----- EXERCISE INPUT
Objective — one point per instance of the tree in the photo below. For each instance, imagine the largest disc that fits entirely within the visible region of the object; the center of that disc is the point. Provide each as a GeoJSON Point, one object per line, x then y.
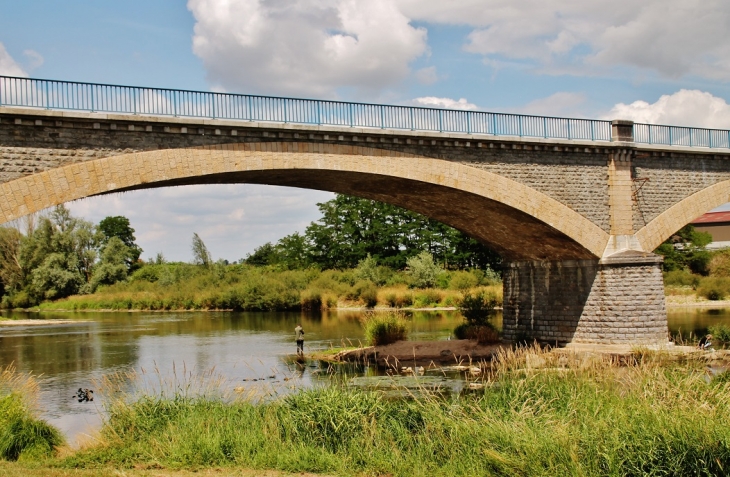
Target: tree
{"type": "Point", "coordinates": [423, 270]}
{"type": "Point", "coordinates": [686, 250]}
{"type": "Point", "coordinates": [118, 226]}
{"type": "Point", "coordinates": [351, 228]}
{"type": "Point", "coordinates": [112, 266]}
{"type": "Point", "coordinates": [201, 256]}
----------
▶ PROBLEM
An exact reproduction of all the records is required, with no pictures included.

▶ RESULT FOR THIS TASK
Objective — one point per instance of the tree in the photo below. For each instance, imagine the largest disc that fits entirely within the visible region of the object; the center of that disc is the point. Provide each as a GeoJSON Point, one object per line, x then y.
Target: tree
{"type": "Point", "coordinates": [423, 270]}
{"type": "Point", "coordinates": [686, 250]}
{"type": "Point", "coordinates": [118, 226]}
{"type": "Point", "coordinates": [351, 228]}
{"type": "Point", "coordinates": [112, 266]}
{"type": "Point", "coordinates": [201, 256]}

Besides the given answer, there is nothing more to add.